* WHAT IS REQUIRED:
Copy out every line of the entries below that contains the string "dark", and leave out all other lines.

* LISTED RECORDS:
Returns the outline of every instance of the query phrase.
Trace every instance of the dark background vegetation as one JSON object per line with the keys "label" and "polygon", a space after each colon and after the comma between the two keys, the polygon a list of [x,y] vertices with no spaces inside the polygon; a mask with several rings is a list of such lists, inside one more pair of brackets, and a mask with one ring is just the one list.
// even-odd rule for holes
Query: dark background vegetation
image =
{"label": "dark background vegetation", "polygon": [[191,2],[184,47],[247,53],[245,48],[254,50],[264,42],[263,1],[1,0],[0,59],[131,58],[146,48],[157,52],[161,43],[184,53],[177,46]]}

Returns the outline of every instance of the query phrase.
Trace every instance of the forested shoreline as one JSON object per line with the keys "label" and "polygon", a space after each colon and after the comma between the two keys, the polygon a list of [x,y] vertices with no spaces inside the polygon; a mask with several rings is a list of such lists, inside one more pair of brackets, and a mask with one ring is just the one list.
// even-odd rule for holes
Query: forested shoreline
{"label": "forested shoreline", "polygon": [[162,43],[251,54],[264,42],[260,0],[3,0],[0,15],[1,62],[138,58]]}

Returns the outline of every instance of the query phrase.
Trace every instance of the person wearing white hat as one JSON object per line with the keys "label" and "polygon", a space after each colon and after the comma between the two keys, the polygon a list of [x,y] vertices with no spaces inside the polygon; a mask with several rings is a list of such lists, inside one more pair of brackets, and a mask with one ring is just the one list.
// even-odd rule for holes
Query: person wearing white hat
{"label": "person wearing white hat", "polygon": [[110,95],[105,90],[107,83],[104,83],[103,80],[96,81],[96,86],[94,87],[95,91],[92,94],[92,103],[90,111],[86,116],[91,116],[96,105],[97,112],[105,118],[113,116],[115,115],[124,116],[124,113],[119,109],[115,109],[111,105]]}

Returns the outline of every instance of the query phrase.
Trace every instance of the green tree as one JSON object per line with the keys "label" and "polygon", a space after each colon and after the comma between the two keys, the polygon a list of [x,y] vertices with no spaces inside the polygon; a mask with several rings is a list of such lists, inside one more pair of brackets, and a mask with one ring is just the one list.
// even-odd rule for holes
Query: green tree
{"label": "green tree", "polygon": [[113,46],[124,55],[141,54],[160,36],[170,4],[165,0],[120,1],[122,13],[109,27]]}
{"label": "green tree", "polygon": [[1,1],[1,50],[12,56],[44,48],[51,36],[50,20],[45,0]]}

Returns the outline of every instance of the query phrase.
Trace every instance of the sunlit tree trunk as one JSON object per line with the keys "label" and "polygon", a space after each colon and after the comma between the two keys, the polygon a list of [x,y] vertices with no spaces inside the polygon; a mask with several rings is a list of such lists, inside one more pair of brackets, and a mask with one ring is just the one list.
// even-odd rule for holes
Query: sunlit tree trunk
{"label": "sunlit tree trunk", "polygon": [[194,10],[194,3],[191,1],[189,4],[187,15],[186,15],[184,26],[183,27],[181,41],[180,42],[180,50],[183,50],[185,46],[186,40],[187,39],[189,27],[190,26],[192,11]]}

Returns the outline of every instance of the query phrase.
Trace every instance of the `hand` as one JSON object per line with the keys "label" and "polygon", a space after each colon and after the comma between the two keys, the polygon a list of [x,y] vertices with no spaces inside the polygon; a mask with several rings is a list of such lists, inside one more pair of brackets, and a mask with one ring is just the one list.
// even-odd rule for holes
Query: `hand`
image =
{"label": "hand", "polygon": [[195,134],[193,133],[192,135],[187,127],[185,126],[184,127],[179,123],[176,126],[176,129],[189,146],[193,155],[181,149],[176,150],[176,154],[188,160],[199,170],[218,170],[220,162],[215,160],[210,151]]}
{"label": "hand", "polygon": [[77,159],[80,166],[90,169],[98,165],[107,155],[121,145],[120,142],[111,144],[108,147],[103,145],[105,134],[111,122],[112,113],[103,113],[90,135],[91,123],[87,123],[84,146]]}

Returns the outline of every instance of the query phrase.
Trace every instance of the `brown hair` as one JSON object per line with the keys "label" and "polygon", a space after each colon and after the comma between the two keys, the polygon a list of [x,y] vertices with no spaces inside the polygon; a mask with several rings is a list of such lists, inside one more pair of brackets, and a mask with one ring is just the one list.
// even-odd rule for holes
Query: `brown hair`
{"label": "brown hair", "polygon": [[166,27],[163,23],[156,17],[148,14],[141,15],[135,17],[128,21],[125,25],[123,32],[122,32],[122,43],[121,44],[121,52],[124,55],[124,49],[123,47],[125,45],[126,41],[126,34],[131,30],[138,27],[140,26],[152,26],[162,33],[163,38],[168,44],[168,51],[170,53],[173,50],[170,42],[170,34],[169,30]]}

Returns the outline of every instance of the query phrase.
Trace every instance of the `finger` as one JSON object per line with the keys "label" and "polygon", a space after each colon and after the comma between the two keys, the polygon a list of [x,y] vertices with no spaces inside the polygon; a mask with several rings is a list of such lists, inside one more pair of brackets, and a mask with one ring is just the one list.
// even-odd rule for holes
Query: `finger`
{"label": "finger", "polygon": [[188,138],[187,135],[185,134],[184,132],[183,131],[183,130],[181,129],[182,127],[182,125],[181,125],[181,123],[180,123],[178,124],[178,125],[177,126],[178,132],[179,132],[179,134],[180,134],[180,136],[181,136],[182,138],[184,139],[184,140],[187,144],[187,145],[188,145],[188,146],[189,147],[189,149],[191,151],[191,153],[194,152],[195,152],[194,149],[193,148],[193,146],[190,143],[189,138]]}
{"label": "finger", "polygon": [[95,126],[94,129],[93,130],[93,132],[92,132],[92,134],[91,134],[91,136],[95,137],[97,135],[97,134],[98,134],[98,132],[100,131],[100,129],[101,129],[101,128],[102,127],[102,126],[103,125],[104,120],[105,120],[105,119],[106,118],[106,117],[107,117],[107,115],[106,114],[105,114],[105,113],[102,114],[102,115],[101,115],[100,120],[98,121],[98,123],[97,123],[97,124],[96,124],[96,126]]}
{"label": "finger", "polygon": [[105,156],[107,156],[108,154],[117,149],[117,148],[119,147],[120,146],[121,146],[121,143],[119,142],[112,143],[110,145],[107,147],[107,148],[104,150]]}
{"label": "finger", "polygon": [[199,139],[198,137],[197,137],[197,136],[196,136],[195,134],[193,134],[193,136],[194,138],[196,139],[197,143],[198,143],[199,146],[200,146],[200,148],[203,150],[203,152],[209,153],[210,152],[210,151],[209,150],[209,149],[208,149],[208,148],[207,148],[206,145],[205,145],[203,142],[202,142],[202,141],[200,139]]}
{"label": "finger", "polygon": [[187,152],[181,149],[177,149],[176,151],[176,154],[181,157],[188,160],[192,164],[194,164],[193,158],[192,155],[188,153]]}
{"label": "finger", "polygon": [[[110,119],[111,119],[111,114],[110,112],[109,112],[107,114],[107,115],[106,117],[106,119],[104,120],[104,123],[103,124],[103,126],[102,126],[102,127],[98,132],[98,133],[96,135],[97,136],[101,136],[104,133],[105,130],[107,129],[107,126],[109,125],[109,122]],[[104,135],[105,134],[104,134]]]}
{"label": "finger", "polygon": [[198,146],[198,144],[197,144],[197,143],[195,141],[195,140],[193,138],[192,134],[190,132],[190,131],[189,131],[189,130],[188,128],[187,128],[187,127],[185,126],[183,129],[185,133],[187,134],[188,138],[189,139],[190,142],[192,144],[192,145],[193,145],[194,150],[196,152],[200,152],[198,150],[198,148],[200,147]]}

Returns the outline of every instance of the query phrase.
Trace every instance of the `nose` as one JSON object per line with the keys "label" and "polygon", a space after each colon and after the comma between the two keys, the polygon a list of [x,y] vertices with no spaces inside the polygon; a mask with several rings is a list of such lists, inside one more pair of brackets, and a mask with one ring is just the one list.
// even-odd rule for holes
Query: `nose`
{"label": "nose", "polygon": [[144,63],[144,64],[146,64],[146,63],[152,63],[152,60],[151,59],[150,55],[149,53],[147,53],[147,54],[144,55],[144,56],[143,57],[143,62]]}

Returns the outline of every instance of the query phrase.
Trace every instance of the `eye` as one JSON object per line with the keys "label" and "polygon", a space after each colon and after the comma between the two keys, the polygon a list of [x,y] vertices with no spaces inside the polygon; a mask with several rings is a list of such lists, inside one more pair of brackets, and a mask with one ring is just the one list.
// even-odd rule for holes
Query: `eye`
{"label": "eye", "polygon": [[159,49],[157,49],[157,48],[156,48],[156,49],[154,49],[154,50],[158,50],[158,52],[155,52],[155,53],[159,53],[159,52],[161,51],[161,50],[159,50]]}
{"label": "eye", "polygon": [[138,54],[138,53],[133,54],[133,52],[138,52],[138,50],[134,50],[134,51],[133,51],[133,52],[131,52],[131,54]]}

* ANSWER TO THIS TASK:
Trace every instance of the dark background vegetation as one JSON object per line with the keys "label" and "polygon", a space after each colon and after the comma between the two keys, the polygon a list of [x,y] vertices with no spaces inside the polygon; a mask with several rings is a list of such lists, inside one more pair of brackets, and a mask with one ring is just the one list.
Query: dark background vegetation
{"label": "dark background vegetation", "polygon": [[191,2],[184,47],[247,53],[245,48],[254,50],[264,42],[263,1],[1,0],[0,59],[131,58],[146,48],[157,52],[161,43],[184,53],[177,46]]}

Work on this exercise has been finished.